EXERCISE INPUTS:
%%
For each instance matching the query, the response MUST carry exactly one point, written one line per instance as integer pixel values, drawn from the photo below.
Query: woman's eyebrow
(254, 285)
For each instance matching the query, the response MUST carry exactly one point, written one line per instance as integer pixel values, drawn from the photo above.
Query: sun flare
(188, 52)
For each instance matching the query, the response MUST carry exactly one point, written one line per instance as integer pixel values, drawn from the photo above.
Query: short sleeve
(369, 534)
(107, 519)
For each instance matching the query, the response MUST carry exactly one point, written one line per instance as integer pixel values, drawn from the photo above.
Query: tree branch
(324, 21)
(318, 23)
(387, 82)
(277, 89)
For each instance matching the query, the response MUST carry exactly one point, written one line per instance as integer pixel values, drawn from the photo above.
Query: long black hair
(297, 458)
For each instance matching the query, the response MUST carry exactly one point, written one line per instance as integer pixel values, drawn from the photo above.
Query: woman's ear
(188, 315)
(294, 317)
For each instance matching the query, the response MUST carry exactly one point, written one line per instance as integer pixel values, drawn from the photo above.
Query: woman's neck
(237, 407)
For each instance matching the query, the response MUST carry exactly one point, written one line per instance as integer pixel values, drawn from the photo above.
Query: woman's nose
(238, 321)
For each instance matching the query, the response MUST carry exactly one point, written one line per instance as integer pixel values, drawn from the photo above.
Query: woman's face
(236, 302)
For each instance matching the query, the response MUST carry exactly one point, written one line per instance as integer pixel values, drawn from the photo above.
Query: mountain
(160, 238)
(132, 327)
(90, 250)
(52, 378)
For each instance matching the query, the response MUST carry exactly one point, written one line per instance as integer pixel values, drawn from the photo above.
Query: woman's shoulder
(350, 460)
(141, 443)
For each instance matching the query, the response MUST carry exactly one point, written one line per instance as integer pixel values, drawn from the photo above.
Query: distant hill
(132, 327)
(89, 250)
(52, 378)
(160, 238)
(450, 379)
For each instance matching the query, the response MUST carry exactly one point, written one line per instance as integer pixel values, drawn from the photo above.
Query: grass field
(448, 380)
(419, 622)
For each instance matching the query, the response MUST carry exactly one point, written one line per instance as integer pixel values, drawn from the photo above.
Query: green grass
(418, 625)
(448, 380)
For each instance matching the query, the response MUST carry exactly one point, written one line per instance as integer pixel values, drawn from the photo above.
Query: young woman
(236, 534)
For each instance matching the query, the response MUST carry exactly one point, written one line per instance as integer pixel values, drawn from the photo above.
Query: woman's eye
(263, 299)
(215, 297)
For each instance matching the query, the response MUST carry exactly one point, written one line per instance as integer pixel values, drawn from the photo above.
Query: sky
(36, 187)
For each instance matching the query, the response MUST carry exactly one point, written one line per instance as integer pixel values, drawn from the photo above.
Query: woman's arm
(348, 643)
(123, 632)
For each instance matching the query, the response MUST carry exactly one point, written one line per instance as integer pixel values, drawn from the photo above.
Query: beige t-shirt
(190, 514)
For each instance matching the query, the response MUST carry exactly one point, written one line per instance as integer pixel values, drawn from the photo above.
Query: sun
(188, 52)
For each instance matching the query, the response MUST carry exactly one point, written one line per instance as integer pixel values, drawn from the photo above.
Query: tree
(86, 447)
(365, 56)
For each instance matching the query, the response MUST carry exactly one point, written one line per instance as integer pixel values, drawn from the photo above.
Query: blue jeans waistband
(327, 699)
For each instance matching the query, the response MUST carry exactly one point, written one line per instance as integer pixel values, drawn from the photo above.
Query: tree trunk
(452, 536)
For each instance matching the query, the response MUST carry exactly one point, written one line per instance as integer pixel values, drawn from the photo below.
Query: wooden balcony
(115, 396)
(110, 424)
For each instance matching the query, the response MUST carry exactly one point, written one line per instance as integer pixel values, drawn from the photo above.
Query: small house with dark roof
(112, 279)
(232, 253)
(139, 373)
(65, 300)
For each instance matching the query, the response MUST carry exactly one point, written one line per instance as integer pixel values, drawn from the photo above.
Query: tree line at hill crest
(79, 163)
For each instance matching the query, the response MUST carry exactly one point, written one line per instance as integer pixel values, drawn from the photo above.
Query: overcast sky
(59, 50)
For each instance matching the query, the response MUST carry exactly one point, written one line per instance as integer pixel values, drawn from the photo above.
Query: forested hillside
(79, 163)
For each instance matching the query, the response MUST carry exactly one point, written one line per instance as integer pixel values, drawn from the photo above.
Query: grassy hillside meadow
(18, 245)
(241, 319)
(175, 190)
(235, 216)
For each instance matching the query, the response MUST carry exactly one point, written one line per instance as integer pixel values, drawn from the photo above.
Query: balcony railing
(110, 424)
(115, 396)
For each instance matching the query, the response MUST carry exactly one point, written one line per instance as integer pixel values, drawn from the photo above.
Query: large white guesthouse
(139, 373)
%%
EXERCISE DESCRIPTION: Retype the entries precisely as they stand.

RESPONSE TO THIS TASK:
For each instance matching the query, the response MUST carry exactly one point, written one line per instance as integer pixel values, drawn from the photo below.
Query: woman's eyebrow
(254, 285)
For each instance matching the query, the response MUST carry exactly one point, written one line per instance as integer pixel values, drawn from the photo above.
Query: sun flare
(188, 52)
For each instance matching the query, the response MUST carry exactly one point, written one line per instance as integer pixel values, drawn from the photo above.
Query: short sleeve
(369, 534)
(107, 519)
For each instance matching the query, the response MUST carry exactly one point, written one line per instance as integer pixel values, drawn from the photo above.
Query: tree branch
(324, 21)
(318, 23)
(387, 82)
(277, 89)
For each instance matching the query, the response MUST carry exactly one point, written one line per instance as integer pixel values, drawn from the photo above.
Query: long black hair
(297, 458)
For each instance matching the query, the response MUST carry exactly one point, written one line per instance as integer pixel values, drawn from the photo above.
Query: woman's ear
(188, 315)
(294, 317)
For each instance matching the query, the response MUST carry exactly one point, written one line per instance as integer pixel values, drawn from the photo above.
Query: woman's neck
(237, 407)
For each instance matching the query, the response MUST carry exactly one point, written one line per instance as integer pixel values, drawn from the photo above.
Query: woman's nose
(238, 321)
For each instance matching the query, the response MUST carry exactly one point, written one line per instance as integer pixel values, drawn from the photo above.
Query: woman's face
(236, 302)
For each instance matching the query, the response MUST carry exactly one point, written one line per instance as integer pixel values, drawn from the photo above.
Query: mountain
(160, 238)
(132, 327)
(90, 250)
(52, 378)
For each instance matching the query, the response MUST carry exactly one point, written one line per instance as integer pixel values, drawn from the photo above.
Query: woman's shoulder
(350, 460)
(141, 443)
For each instance matching the query, the response MUST carry exactly one point, written one line per instance as integer pixel values, drawn from the photo above.
Query: distant hill
(132, 327)
(89, 250)
(52, 378)
(160, 238)
(450, 379)
For each instance matching the query, the response MUST carry exactly one point, written one line per instance as integer pixel values, drawn from the photo above.
Query: grass field
(448, 380)
(419, 622)
For each instance matching the query, the response MUST carry exactly one point, written one line per instance as integer pixel values, drawn from the photo above.
Query: green grass
(418, 625)
(448, 380)
For each instance matching the query, the response MUST carry exactly one point, written one line per instance as integer pixel values, drawn from the photo above.
Query: young woman
(236, 534)
For each instance matching the query, the response MUST carry exactly one point, written one line per instance as integer pixel values, drawn from the photo above.
Query: woman's eye
(263, 299)
(215, 297)
For each instance matching the query, the response MUST carry exactly one point, written one line per instance as integer pixel values, drawn from the photo above.
Query: sky
(36, 187)
For each instance matching the query, the response MUST carry exactly one point, written one line per instance as integer pixel values, drawn from the photo above.
Query: woman's arm
(348, 643)
(123, 632)
For each instance matching the query, the response MUST carry exactly one point, written one line per instance as integer pixel values, drawn from the photo above.
Query: beige t-shirt
(190, 514)
For each instance matching the query, the response MUST carry exactly one point, written one line per instance as integer pixel values, drawn from the photo above.
Query: sun
(188, 52)
For each instance matching the query, the response MUST carry exactly one point, written one line per instance as integer pixel values, drawn from the photo above.
Query: tree
(86, 447)
(365, 56)
For each instance matching the query, the response MUST carry exactly one point, written one line per instance as integer pixel values, drawn from the photo above.
Query: blue jeans waistband
(327, 699)
For each instance matching the query, the response MUST carry exactly one point, written one line per instance as integer pixel values, drawn from the photo above.
Query: tree trunk
(452, 536)
For each instance matching the query, the response MUST carry exactly one point, written one line per instance as integer pixel values, drawn from the photo below.
Query: wooden balcony
(115, 396)
(110, 424)
For each instance matching the query, the response MUST carry exactly one point, written one line per instance as integer pixel values, drawn from the photo above.
Query: small house with dark roof
(112, 279)
(232, 253)
(139, 373)
(65, 300)
For each instance matching the query, the response MUST carry exactly one point, written one line per instance as integer pixel values, drawn from the photo above.
Query: tree line at hill crest
(79, 163)
For each instance matching the query, the response MUST carry exactly one point, written one line per instance as integer pixel values, drawn from the photo above.
Query: overcast sky
(59, 50)
For each instance matching the query, the response MUST carry exactly one point, written one line per instance as integer pixel values, drawn from the photo above.
Query: forested hillside
(79, 163)
For each instance matching the query, the response MUST carry exactly one point, written one line per instance as integer pixel values, drawn from the photo above.
Query: grassy hillside meadow
(18, 245)
(241, 319)
(175, 190)
(235, 216)
For each instance matching the query, the response MUST carry exactly one point, written one line per instance as integer pixel values, drawn from the photo above.
Query: balcony railing
(110, 424)
(115, 396)
For each instance matching the query, the response MUST carry exactly one point, written one line per instance as integer pixel values, drawn from the photo above.
Query: large white guesthouse
(139, 373)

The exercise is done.